◆ SHORT TASK 1
Can you copy the rows, unchanged, from the line with "Target: front wheel" through the last row?

State v. Williams

668 P.2d 1236 | Or. Ct. App. | 1983

GILLETTE, P. J.

In this criminal proceeding, the state appeals from a trial court order suppressing defendant’s confession to the crime of robbery in the first degree. The state contends that the trial court erred by concluding that defendant’s confession was involuntary and had been obtained through a violation of his Sixth Amendment right to counsel and the constitutional protections explained in Edwards v. Arizona, 451 US 477,101 S Ct 1880, 68 L Ed 2d 378 (1981). Defendant cross-appeals, claiming that his statement was the product of an illegal arrest and should have been excluded for that reason. We hold that defendant’s confession was voluntary, that Edwards does not apply to the facts of this case, that defendant waived his right to counsel and that the arrest was legal. Accordingly, we reverse.

On May 18, 1981, defendant was arrested in connection with a robbery. At the time of the arrest, he asserted his right to remain silent and requested an attorney. The following day, an information was filed in district court, charging defendant with first degree robbery. On May 21, an attorney was appointed to represent him. On May 22, the district attorney moved to dismiss the information against defendant, because there was insufficient evidence to proceed with a prosecution. The request was granted; defendant was not indicted.

On September 25, 1981, after more evidence had emerged implicating defendant in the robbery, he was again arrested. This time, he did not request an attorney. Instead, he and the arresting officer agreed that defendant should see Deputy Grimes, the officer who had arrested him in May.1 Grimes appeared and advised defendant of his Miranda rights. Later that evening, defendant gave oral and tape recorded statements admitting his participation in the robbery.

Prior to trial, defendant moved to have the statements suppressed on the ground that they were

*451“* * * illegally, improperly and/or involuntarily obtained under the following circumstances: Custodial interrogation on September 25, 1981, of the defendant based on improper inducements following [an] illegal arrest * * *.”

The trial court granted the motion, and this appeal followed.

The state’s first contention is that the trial court erred by finding that defendant’s confession was involuntary. While we are bound by the trial court’s findings of “historical fact”2 if there is evidence to support them, we decide, on those facts, whether or not the confession was voluntary. Ball v. Gladden, 250 Or 485, 443 P2d 621 (1968); see Krummacher v. Gierloff, 290 Or 867, 869, 627 P2d 458 (1981); State v. Warner, 284 Or 147, 158, 585 P2d 681 (1978).

◆ DATA PROVIDED
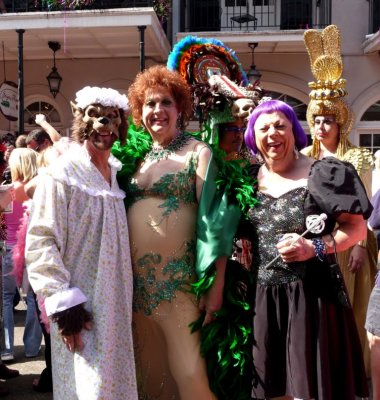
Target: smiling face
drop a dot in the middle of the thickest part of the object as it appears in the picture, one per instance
(159, 114)
(326, 130)
(274, 136)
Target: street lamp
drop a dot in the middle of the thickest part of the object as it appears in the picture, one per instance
(54, 79)
(253, 74)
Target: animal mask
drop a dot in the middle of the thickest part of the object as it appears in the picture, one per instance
(98, 109)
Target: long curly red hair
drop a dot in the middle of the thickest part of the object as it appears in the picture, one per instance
(157, 76)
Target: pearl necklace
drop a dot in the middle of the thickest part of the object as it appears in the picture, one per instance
(157, 153)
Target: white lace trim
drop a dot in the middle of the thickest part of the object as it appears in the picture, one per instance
(63, 300)
(71, 167)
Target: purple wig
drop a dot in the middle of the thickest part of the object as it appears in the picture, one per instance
(269, 107)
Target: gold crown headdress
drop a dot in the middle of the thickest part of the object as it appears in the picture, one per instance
(329, 88)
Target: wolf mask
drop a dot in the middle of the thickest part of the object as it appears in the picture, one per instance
(97, 109)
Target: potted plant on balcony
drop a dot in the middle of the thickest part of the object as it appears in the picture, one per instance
(162, 9)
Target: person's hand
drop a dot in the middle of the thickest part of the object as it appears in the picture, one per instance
(71, 322)
(356, 259)
(211, 302)
(301, 250)
(6, 198)
(40, 119)
(75, 342)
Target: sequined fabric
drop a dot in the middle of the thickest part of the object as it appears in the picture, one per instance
(167, 267)
(273, 217)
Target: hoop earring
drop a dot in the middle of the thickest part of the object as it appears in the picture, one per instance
(179, 122)
(259, 158)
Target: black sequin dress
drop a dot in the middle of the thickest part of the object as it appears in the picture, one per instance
(307, 344)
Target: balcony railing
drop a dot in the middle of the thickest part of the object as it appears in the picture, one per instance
(251, 15)
(40, 5)
(374, 16)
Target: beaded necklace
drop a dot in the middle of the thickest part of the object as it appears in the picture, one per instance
(157, 153)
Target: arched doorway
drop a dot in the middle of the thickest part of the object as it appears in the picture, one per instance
(369, 128)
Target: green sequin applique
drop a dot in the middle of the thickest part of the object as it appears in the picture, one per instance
(149, 291)
(173, 187)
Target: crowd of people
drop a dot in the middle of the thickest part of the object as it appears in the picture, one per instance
(234, 263)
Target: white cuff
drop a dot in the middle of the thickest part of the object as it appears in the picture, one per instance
(63, 300)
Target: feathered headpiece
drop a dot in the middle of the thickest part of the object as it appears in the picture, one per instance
(329, 89)
(219, 84)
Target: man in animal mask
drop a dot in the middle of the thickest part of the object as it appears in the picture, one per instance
(77, 255)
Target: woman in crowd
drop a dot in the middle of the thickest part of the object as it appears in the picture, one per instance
(330, 121)
(23, 167)
(163, 192)
(306, 340)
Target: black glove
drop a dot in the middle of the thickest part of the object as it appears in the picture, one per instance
(72, 320)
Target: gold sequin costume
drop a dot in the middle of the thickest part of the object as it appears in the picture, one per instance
(326, 99)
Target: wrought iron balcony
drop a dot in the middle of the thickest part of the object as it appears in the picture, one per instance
(251, 15)
(40, 5)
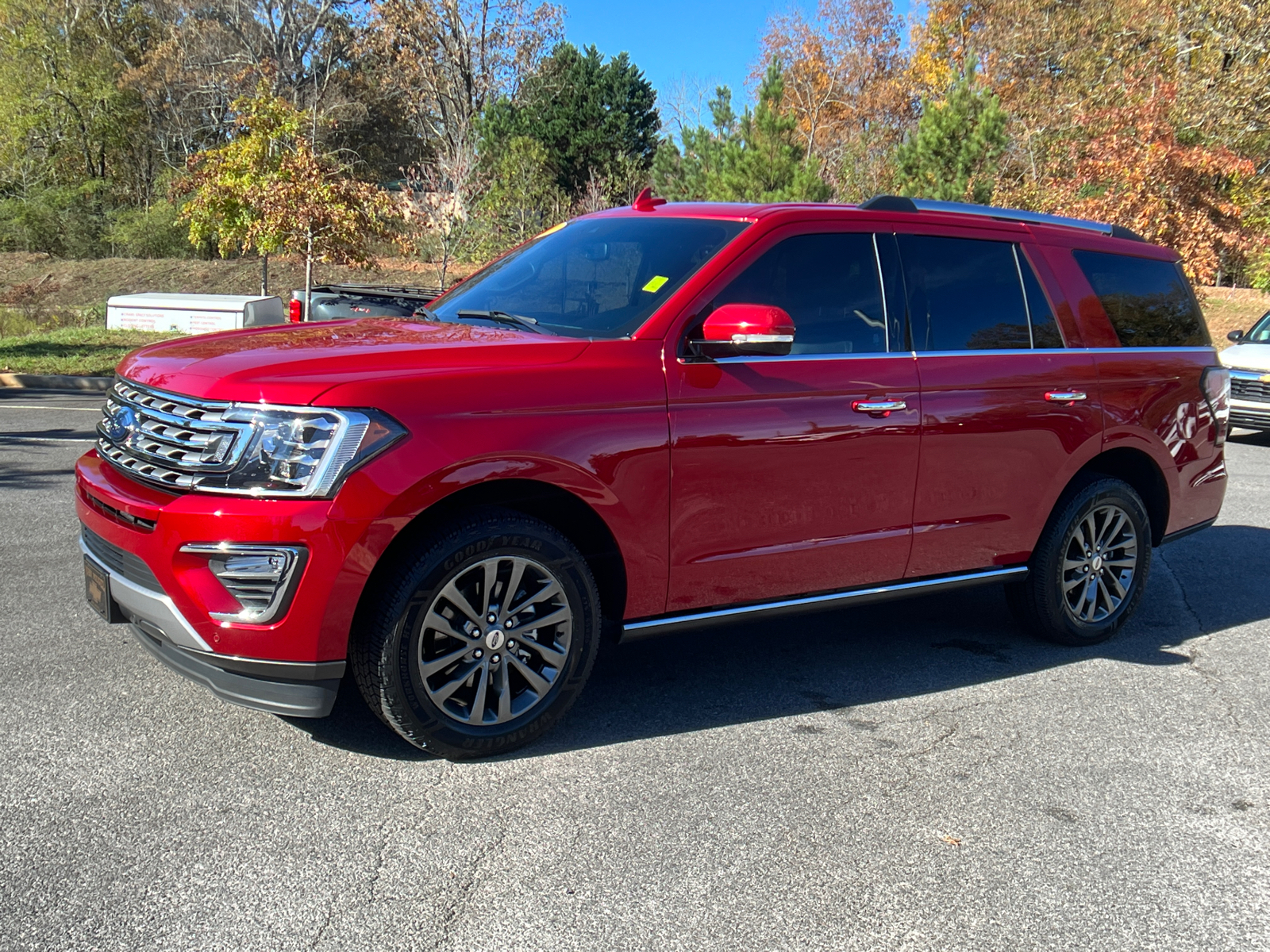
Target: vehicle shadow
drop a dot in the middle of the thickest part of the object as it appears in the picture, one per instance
(838, 660)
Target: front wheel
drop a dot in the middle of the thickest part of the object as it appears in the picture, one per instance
(1090, 566)
(483, 639)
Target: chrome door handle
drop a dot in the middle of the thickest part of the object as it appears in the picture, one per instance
(878, 406)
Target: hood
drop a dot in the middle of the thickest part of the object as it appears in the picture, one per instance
(1246, 357)
(296, 363)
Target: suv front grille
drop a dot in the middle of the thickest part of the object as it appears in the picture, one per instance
(1255, 390)
(169, 440)
(120, 562)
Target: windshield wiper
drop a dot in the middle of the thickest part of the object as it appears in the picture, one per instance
(520, 321)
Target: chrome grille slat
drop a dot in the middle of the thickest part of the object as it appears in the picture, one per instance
(1257, 390)
(169, 440)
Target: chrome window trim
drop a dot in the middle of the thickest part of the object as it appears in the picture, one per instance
(1187, 348)
(776, 359)
(1022, 290)
(648, 628)
(1003, 352)
(882, 290)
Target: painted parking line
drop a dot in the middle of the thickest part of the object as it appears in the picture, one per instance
(40, 406)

◆ SHORT TASK 2
Answer these questions about the opinion:
(a) On what date was an attorney appointed to represent the defendant?
(b) Who advised the defendant of his Miranda rights after the September 25, 1981 arrest?
(c) Which case is cited first for the court deciding, on the trial court's findings of historical fact, whether the confession was voluntary?

◆ CORRECT ANSWER 1
Target: front wheel
drop a dot in the middle of the thickest part of the object as it appears in the picture, one per instance
(1090, 566)
(483, 639)
Target: chrome door handle
drop a dot in the middle of the thickest part of the object as it appears in the picture, one per instance
(878, 406)
Target: hood
drop a dot in the middle of the thickest part of the object as it appears in the picture, one per instance
(1246, 357)
(296, 363)
Target: suv front grille
drop a dot in the middle of the thickest part of the object as it appears in the picture, one per instance
(1255, 390)
(169, 440)
(120, 562)
Target: windshield wiper
drop a dot in the middle of the thickest part of the object as it appears in the picture, one per instance
(520, 321)
Target: chrome grille slat
drop a dot in the middle of the thickest part of the object as it appears in the picture, one per instance
(1257, 390)
(169, 440)
Target: chrome window trim
drop a dot in the middle of the thickest part of the object as it appears in the picture, one per instance
(1187, 348)
(776, 359)
(1022, 290)
(648, 628)
(1003, 352)
(882, 290)
Target: painted parking line
drop a dot in the middle of the thickest part of the object as it appears in the picture, one per instance
(40, 406)

◆ CORRECT ANSWER 2
(a) May 21, 1981
(b) Deputy Grimes
(c) Ball v. Gladden, 250 Or 485, 443 P2d 621 (1968)